§ **INSTRUCTIONS TO FOLLOW**
Take the lines that open with the line containing "For each <instance>" and close with the line containing "box: [25, 0, 1113, 964]". Substitute "coarse mask" for every "rough mask" in them, and write out only those lines with nothing else changed.

[Recorded data]
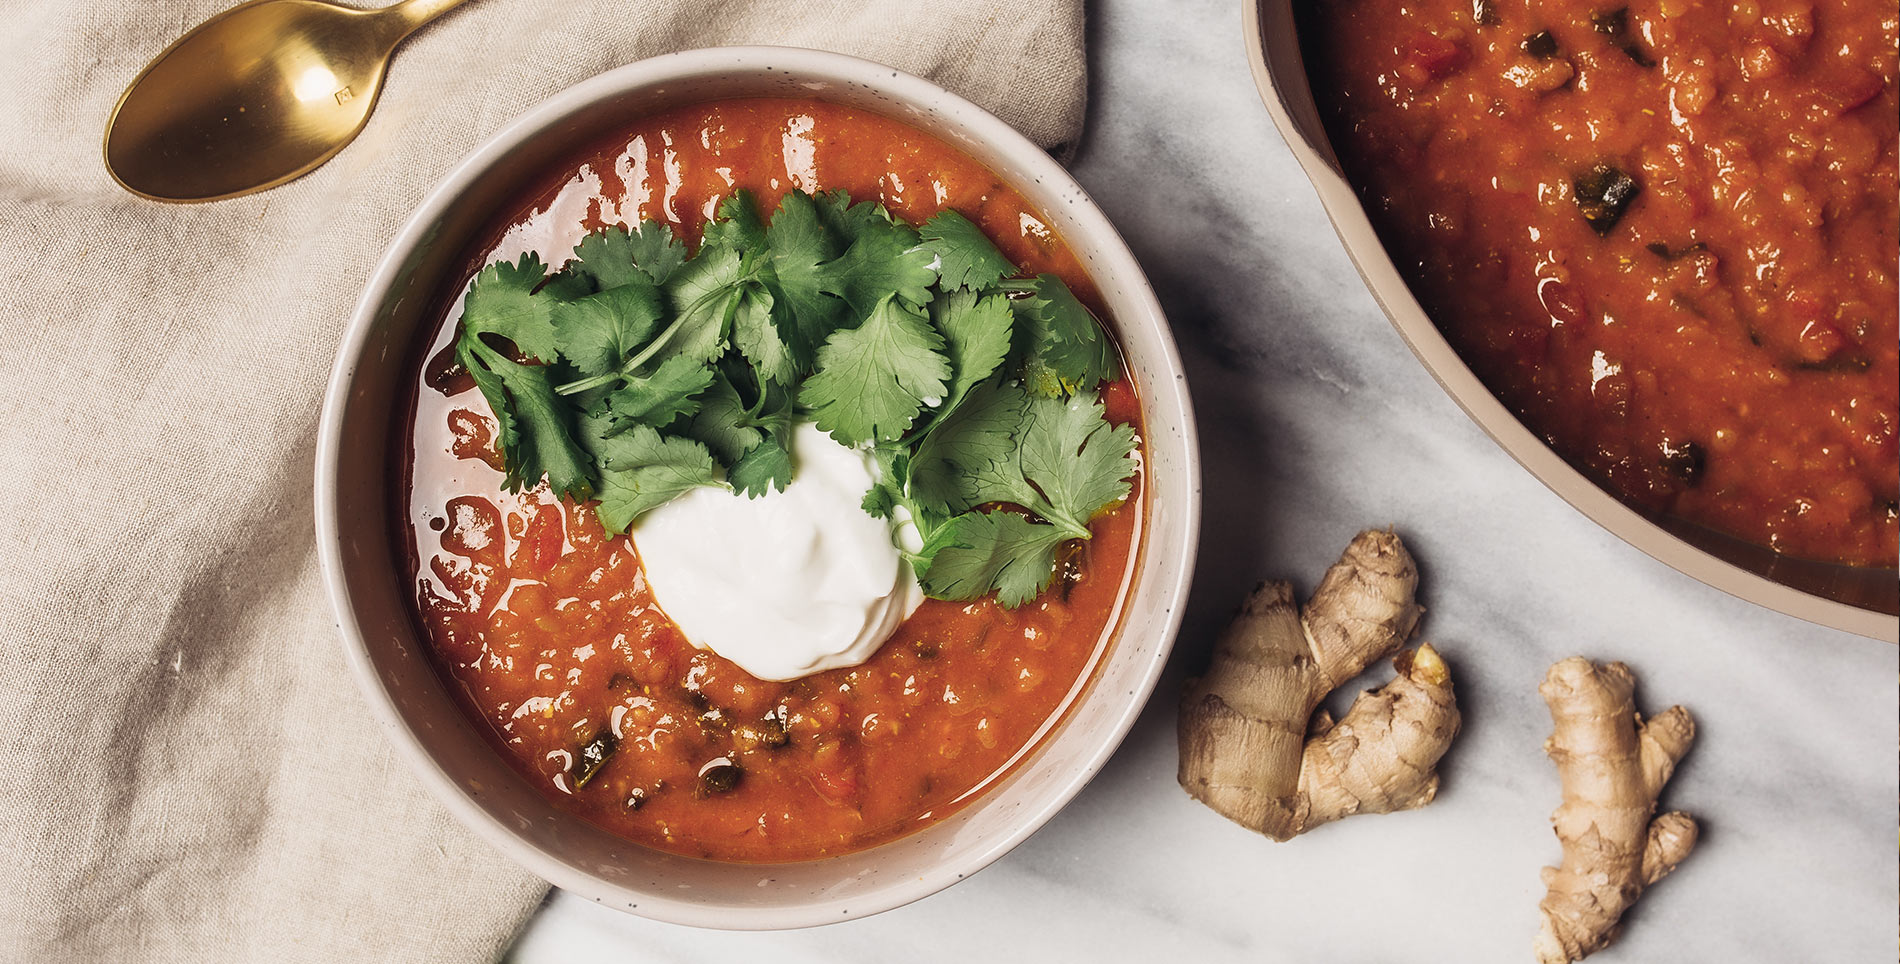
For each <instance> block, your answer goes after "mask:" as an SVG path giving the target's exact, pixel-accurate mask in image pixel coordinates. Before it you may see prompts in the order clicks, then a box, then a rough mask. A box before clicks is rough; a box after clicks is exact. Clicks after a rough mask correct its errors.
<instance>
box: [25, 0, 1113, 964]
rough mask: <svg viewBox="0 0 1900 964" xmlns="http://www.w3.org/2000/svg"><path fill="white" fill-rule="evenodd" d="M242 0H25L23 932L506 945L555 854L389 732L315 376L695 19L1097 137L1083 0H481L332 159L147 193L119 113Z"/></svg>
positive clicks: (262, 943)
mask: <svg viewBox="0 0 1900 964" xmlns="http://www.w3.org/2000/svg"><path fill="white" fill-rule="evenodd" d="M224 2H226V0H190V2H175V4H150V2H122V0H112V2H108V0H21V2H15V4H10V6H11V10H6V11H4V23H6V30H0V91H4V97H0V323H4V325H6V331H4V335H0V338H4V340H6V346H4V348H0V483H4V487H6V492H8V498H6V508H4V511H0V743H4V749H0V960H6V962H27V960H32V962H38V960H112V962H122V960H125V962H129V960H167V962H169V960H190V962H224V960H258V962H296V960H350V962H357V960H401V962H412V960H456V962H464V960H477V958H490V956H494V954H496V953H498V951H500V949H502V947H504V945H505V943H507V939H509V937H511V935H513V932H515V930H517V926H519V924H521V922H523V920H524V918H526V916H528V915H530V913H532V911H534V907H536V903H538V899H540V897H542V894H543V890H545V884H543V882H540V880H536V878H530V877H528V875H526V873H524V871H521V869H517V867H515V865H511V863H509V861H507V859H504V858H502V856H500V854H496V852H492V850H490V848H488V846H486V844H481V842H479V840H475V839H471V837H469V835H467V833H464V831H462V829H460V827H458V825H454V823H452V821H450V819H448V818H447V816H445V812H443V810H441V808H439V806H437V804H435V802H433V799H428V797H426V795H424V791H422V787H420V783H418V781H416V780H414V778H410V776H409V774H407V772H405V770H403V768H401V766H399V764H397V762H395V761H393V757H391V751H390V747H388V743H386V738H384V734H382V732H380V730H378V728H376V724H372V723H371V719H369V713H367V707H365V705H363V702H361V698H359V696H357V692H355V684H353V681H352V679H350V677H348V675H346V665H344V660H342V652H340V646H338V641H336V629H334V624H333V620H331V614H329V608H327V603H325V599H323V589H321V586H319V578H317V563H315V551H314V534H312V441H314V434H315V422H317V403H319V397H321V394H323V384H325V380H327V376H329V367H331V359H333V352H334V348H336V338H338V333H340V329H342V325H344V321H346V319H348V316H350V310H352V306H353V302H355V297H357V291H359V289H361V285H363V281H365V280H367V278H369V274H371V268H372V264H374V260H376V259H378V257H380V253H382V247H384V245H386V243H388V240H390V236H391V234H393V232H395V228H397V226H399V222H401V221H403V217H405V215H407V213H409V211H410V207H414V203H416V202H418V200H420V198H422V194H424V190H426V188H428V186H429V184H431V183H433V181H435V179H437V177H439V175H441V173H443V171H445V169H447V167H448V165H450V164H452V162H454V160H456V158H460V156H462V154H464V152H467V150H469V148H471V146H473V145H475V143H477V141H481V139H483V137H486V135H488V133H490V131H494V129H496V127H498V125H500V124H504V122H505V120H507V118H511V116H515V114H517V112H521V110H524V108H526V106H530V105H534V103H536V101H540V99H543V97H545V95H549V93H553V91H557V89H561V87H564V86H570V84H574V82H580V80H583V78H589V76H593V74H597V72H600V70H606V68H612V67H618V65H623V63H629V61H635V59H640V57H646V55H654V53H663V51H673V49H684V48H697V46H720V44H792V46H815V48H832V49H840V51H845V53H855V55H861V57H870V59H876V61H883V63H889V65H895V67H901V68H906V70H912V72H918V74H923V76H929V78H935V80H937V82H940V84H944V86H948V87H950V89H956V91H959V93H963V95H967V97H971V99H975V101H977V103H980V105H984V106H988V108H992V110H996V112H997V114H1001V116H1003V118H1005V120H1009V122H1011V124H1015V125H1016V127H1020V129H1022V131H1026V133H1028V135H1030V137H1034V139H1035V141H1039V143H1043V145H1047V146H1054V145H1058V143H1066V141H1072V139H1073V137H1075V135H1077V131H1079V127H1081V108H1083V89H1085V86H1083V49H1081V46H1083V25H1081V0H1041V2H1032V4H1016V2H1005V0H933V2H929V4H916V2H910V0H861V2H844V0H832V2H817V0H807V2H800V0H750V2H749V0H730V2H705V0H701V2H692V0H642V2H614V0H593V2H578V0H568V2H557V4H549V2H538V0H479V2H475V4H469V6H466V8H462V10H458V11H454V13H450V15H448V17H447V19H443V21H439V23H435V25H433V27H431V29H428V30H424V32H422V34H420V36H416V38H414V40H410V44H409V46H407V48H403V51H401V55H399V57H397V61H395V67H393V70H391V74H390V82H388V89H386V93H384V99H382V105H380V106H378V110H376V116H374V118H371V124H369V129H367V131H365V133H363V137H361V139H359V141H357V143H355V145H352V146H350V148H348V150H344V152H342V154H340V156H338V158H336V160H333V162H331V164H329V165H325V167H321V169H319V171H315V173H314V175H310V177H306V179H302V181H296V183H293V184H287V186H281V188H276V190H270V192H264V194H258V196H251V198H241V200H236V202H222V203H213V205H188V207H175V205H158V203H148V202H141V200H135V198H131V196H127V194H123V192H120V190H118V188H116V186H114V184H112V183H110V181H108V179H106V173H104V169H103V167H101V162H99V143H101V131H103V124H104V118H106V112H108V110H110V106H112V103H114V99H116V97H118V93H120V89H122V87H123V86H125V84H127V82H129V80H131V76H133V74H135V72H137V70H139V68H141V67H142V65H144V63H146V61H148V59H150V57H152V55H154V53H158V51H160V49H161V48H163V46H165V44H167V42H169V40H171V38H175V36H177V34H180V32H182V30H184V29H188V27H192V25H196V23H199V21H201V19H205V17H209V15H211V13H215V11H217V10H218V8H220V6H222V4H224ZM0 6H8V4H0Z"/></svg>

--

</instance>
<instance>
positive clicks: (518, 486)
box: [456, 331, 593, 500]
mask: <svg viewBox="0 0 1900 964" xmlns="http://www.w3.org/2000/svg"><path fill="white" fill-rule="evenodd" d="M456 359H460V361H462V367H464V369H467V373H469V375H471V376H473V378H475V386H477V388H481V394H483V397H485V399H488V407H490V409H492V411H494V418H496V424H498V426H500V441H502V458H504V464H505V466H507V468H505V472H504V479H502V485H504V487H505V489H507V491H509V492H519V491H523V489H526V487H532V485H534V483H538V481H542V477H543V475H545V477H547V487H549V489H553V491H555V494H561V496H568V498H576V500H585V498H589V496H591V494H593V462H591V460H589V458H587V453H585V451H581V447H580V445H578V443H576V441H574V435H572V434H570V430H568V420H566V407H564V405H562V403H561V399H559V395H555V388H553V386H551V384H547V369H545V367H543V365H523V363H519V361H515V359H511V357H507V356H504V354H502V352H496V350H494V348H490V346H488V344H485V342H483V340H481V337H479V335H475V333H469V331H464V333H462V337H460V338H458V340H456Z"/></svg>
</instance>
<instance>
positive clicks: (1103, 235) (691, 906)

§ **SOLUTION TO THE PROBLEM**
For each <instance> block, your answer goes after "mask:" as an SVG path giving the target's exact, pixel-accurate mask in image pixel coordinates. Before it you may see prompts in the order clicks, then a box, then a coarse mask. A box before clicks is rough; a box after clicks is exact. Clicks after a coarse mask correct its errors.
<instance>
box: [25, 0, 1113, 964]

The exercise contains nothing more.